- SHORT TASK -
Write the material out again in full, exactly.

Collected data entries
———
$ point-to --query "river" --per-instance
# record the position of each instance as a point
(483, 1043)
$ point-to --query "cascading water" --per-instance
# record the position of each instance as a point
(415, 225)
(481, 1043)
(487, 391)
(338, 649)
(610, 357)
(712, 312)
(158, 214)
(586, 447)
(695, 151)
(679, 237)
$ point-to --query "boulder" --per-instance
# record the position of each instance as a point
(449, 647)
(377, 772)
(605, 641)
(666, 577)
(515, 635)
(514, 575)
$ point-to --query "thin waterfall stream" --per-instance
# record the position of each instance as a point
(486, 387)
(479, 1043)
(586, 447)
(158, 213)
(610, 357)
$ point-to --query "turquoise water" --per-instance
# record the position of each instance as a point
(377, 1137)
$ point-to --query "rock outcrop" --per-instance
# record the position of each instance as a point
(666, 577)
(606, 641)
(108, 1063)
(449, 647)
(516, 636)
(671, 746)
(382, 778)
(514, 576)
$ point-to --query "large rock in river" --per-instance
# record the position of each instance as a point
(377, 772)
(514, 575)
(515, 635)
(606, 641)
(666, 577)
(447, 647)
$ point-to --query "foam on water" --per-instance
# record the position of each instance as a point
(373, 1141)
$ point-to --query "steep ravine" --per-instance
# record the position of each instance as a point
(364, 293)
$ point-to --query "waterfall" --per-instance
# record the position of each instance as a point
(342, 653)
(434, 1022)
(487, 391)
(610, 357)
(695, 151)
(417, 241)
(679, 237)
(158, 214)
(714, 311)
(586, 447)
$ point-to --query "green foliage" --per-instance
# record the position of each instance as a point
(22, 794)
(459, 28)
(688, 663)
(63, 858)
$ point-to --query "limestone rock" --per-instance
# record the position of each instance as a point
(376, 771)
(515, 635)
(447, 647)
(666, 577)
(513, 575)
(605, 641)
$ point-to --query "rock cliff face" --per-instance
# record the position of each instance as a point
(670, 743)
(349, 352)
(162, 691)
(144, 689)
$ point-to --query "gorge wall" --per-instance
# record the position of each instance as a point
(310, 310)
———
- TASK SOLUTION -
$ point-to --query "river" --per-instance
# record the position of each instance as a point
(483, 1043)
$ point-to --query "cascading water" --per-instance
# record the position of each instance as a point
(415, 225)
(481, 1043)
(487, 391)
(338, 649)
(610, 357)
(712, 312)
(158, 214)
(586, 447)
(695, 151)
(679, 237)
$ point-to --query "boulder" --per-instance
# record the position of each instance as a point
(449, 647)
(377, 772)
(605, 641)
(666, 577)
(515, 635)
(514, 575)
$ point-to --query "thin waterfall stream" --per-instance
# record the position of each instance as a point
(486, 387)
(479, 1043)
(586, 447)
(158, 213)
(610, 357)
$ point-to --query "turquoise water" --per-instance
# record the position of each instance as a point
(377, 1137)
$ point-to --query "rock outcrop" --per-instance
# record the position of each instance as a point
(666, 577)
(606, 641)
(108, 1063)
(449, 647)
(516, 636)
(671, 746)
(382, 778)
(514, 576)
$ point-to --query "large rock in river" --per-instance
# record the position of each instance as a point
(377, 772)
(514, 575)
(515, 635)
(606, 641)
(666, 577)
(447, 647)
$ point-to --query "foam on water" --per-instance
# record the position of each instance as a point
(373, 1141)
$ point-to --query "steep ravine" --per-instance
# record the position of each instance as a point
(364, 293)
$ point-to --query "waterfall" --per-instance
# record the position of each instance as a point
(342, 653)
(434, 1022)
(487, 391)
(610, 357)
(695, 151)
(417, 241)
(679, 237)
(158, 214)
(714, 311)
(586, 447)
$ point-to --query "green foliage" --per-instance
# record the position of each instance as a point
(22, 794)
(459, 28)
(688, 663)
(63, 858)
$ point-to --query "limestone rock" --per-instance
# record the position of each instance as a point
(376, 771)
(515, 635)
(447, 647)
(666, 577)
(513, 575)
(605, 641)
$ point-to --query "rock cliff face" --per-instance
# record the position of each instance as a point
(670, 743)
(349, 352)
(162, 691)
(144, 689)
$ point-to --query "gorge wall" --per-instance
# record the position of each instance as a point
(310, 310)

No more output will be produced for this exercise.